— What you have to do —
Without adding or dropping anything, copy the entries below.

— Study material —
.....

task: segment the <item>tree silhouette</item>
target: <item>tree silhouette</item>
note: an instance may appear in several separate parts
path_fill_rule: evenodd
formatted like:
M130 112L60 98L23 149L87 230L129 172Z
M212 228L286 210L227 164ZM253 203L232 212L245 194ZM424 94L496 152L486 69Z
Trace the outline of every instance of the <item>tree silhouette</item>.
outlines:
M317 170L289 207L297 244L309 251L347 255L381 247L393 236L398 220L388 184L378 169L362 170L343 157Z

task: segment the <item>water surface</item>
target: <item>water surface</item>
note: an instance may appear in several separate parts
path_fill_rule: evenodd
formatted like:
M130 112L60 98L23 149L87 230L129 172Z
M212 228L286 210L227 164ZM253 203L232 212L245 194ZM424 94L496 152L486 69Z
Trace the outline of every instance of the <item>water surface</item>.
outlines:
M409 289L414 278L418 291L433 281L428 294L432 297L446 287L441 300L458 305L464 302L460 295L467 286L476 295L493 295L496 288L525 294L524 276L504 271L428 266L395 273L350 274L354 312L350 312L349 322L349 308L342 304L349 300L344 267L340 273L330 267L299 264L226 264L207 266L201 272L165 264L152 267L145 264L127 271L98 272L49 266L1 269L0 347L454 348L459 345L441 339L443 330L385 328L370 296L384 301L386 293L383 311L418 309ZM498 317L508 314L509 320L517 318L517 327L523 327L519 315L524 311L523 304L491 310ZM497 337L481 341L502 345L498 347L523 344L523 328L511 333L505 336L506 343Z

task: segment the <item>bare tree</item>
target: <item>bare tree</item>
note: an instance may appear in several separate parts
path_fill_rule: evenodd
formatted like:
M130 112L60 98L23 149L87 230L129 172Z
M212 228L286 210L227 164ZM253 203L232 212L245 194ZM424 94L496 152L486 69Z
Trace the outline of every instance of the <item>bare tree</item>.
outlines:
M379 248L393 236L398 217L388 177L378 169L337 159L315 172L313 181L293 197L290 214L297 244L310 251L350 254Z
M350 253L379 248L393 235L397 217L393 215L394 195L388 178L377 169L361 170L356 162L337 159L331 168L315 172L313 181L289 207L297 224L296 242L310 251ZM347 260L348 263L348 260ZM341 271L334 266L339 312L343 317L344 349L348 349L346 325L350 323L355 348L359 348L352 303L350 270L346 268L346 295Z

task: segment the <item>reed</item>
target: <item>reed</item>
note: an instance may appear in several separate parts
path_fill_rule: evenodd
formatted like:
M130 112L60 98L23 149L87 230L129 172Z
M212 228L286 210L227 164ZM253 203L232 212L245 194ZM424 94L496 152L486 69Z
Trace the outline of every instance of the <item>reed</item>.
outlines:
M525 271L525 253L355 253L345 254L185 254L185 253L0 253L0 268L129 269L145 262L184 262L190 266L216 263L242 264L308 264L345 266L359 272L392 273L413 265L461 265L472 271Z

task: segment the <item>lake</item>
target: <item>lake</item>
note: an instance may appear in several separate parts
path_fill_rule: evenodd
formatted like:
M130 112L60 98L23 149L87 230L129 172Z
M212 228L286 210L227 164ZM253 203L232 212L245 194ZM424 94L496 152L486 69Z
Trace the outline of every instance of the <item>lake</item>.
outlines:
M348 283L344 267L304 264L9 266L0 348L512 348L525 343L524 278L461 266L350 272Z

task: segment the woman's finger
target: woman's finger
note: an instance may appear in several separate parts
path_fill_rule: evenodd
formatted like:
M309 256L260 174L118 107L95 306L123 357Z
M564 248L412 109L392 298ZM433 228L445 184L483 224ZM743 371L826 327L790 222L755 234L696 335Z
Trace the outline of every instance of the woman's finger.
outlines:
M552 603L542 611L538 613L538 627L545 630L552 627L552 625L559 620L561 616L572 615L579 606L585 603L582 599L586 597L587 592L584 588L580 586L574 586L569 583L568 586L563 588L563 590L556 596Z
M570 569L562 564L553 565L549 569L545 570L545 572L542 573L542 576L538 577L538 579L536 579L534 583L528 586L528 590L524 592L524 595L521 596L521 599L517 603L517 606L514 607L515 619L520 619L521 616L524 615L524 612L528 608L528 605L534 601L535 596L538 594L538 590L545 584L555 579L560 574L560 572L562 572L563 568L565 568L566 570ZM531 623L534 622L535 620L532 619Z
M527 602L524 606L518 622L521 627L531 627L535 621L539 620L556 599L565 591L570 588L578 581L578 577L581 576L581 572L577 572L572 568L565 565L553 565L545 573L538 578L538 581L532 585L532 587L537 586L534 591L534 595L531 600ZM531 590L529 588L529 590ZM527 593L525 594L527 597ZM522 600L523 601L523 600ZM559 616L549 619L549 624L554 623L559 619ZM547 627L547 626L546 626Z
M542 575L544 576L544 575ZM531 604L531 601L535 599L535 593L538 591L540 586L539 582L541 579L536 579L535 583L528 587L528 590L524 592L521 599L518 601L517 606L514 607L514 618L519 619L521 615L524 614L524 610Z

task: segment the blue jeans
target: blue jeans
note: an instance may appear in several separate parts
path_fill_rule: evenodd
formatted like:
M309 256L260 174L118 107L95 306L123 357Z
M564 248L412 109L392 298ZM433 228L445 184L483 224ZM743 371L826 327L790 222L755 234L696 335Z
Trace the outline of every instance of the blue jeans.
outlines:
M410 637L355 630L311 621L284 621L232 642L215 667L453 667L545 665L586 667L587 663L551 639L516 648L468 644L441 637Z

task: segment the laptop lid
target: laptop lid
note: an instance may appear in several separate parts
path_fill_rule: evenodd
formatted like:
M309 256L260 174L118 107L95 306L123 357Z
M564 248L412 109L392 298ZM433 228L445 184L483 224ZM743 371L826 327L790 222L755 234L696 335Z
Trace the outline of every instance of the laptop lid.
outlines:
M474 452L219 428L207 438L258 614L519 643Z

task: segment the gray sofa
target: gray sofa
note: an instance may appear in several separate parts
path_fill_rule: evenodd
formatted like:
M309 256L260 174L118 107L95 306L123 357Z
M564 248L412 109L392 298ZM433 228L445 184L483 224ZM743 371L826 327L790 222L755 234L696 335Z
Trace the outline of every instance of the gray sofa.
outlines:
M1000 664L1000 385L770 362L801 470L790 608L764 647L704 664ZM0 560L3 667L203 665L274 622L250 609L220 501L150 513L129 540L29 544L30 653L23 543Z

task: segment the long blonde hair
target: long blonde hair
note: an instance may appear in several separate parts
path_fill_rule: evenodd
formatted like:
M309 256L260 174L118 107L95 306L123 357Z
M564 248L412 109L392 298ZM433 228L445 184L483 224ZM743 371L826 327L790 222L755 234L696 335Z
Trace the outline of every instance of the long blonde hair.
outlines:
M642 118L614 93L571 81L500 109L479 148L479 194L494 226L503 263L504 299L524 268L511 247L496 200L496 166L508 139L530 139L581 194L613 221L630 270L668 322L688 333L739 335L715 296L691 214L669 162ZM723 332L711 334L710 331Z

.....

— Exercise result —
task: segment the <item>tree silhouette</item>
target: <item>tree silhouette</item>
note: an instance may appear in several separate parts
path_fill_rule: evenodd
formatted like:
M130 112L60 98L23 149L87 230L129 172Z
M212 228L286 210L227 164ZM253 203L232 212L245 194ZM424 94L496 152L486 69Z
Trace the outline of every instance of the <item>tree silhouette</item>.
outlines:
M317 170L289 207L297 244L309 251L347 255L381 247L393 236L398 220L388 184L378 169L362 170L343 157Z

task: segment the <item>water surface</item>
target: <item>water surface</item>
note: an instance may appear in several separate parts
path_fill_rule: evenodd
formatted like:
M130 112L60 98L23 149L87 230L129 172Z
M212 228L286 210L227 164ZM253 203L232 212L245 194ZM424 94L496 152L486 69Z
Trace the outline of every instance of the <item>water surface</item>.
outlines:
M409 289L414 278L418 291L433 281L428 294L432 297L446 287L441 300L458 305L464 302L460 295L467 286L476 295L493 295L496 288L525 294L524 276L504 271L428 266L395 273L350 274L354 312L350 312L349 322L349 308L342 304L349 300L344 267L340 273L330 267L299 264L226 264L207 266L201 272L165 264L152 267L145 264L127 271L98 272L49 266L1 269L0 347L454 348L459 345L441 339L443 330L385 328L370 296L384 301L386 293L383 311L418 309ZM498 317L508 314L509 320L517 318L517 327L523 327L519 315L524 311L523 304L491 310ZM497 337L481 341L502 345L498 347L523 344L523 328L511 333L505 336L506 343Z

task: segment the <item>bare tree</item>
target: <item>bare tree</item>
note: an instance may appear in several separate parts
path_fill_rule: evenodd
formatted like:
M130 112L60 98L23 149L87 230L129 172Z
M212 228L286 210L227 164ZM253 203L232 212L245 194ZM424 94L496 152L486 69Z
Trace the outline of every instance of the <item>bare tree</item>.
outlines:
M379 248L393 236L398 217L388 177L378 169L337 159L315 172L313 181L293 197L290 214L297 244L310 251L350 254Z
M350 253L379 248L393 235L397 217L393 215L394 195L388 178L377 169L361 170L356 162L337 159L331 168L315 172L313 181L289 207L297 224L296 242L310 251ZM347 260L348 263L348 260ZM341 271L334 266L339 312L343 317L344 349L348 349L346 325L350 323L355 348L359 348L352 303L350 270L346 268L346 295Z

task: segment the <item>reed</item>
target: <item>reed</item>
note: an instance may appear in several separate parts
path_fill_rule: evenodd
formatted like:
M130 112L60 98L23 149L87 230L129 172Z
M212 228L286 210L227 164ZM253 203L232 212L245 194ZM424 94L496 152L486 69Z
Trace the outline of every instance of the <item>reed</item>.
outlines:
M525 271L525 253L355 253L345 254L185 254L185 253L0 253L0 268L129 269L145 262L184 262L190 266L216 263L242 264L308 264L345 266L359 272L392 273L413 265L461 265L472 271Z

task: segment the <item>lake</item>
target: <item>lake</item>
note: an instance may appear in several separate parts
path_fill_rule: evenodd
formatted like:
M130 112L60 98L23 149L87 230L129 172Z
M212 228L286 210L227 164ZM253 203L232 212L245 194ZM424 94L496 152L486 69Z
Trace the outline of every instance of the <item>lake</item>.
outlines:
M348 283L344 267L304 264L9 266L0 348L512 348L525 343L524 278L461 266L350 272Z

task: segment the woman's finger
target: woman's finger
note: an instance may appear in several separate parts
path_fill_rule: evenodd
formatted like:
M309 256L260 174L118 107L95 306L123 357Z
M564 248L412 109L392 298ZM433 228L445 184L483 224ZM743 371L826 327L790 222L755 234L696 335Z
Trace the outline of every instance of the woman's finger.
outlines:
M552 603L542 611L538 613L538 627L545 630L552 627L552 625L559 620L561 616L572 615L579 606L585 603L582 599L586 597L587 592L584 588L580 586L574 586L569 583L568 586L563 588L563 590L556 596Z
M570 569L562 564L553 565L549 569L545 570L545 572L542 573L542 576L538 577L538 579L536 579L534 583L528 586L528 590L524 592L524 595L521 596L521 599L517 603L517 606L514 607L515 619L520 619L521 616L524 615L524 612L528 608L528 605L534 601L535 596L538 594L538 590L545 584L555 579L560 574L560 572L562 572L563 568L565 568L566 570ZM531 623L534 622L535 620L532 619Z
M527 602L524 606L518 622L521 627L531 627L535 621L539 620L556 599L565 591L570 588L578 581L578 577L581 576L581 572L577 572L572 568L565 565L553 565L545 573L538 578L538 581L532 585L532 587L537 586L534 591L534 595L531 600ZM531 590L529 588L529 590ZM527 593L525 594L527 597ZM522 600L523 601L523 600ZM559 616L549 619L549 624L554 623L559 619ZM547 627L547 626L546 626Z
M542 575L544 576L544 575ZM531 604L531 601L535 599L535 593L538 591L540 586L539 582L541 579L536 579L535 583L528 587L528 590L524 592L521 599L518 601L517 606L514 607L514 618L519 619L521 615L524 614L524 610Z

task: segment the blue jeans
target: blue jeans
note: an instance may appear in several separate parts
path_fill_rule: evenodd
formatted like:
M309 256L260 174L118 107L95 306L123 357Z
M564 248L412 109L392 298ZM433 228L445 184L483 224ZM743 371L826 327L790 222L755 234L696 335Z
Trace the outline of every instance of the blue jeans.
outlines:
M410 637L355 630L311 621L284 621L232 642L215 667L453 667L545 665L586 667L587 663L551 639L516 648L468 644L441 637Z

task: segment the laptop lid
target: laptop lid
note: an instance may appear in several separate parts
path_fill_rule: evenodd
formatted like:
M309 256L260 174L118 107L95 306L123 357Z
M564 248L412 109L392 298ZM433 228L445 184L483 224ZM743 371L826 327L790 222L755 234L696 335Z
Trace the outline of every instance of the laptop lid.
outlines:
M474 452L219 428L207 438L258 614L519 643Z

task: segment the gray sofa
target: gray sofa
note: an instance may appear in several separate parts
path_fill_rule: evenodd
formatted like:
M309 256L260 174L118 107L95 306L123 357Z
M564 248L412 109L392 298ZM433 228L445 184L483 224ZM743 371L826 327L790 222L755 234L696 335Z
Trace the outline of every instance of the gray sofa.
outlines:
M1000 664L1000 385L770 362L801 470L790 608L764 647L704 664ZM0 560L3 667L203 665L274 622L250 609L220 501L150 513L129 540L29 544L30 653L23 543Z

task: segment the long blonde hair
target: long blonde hair
note: an instance may appear in several separate parts
path_fill_rule: evenodd
formatted like:
M309 256L260 174L118 107L95 306L123 357Z
M564 248L412 109L392 298ZM433 228L445 184L483 224ZM743 371L826 327L790 222L755 234L696 335Z
Trace the outline of every instance of the long blonde hair.
outlines:
M642 118L614 93L571 81L500 109L479 148L479 194L494 226L503 263L504 299L524 268L511 247L496 200L496 166L508 139L530 139L581 194L613 221L630 270L668 322L688 333L739 335L715 296L691 214L669 162ZM723 332L711 334L710 331Z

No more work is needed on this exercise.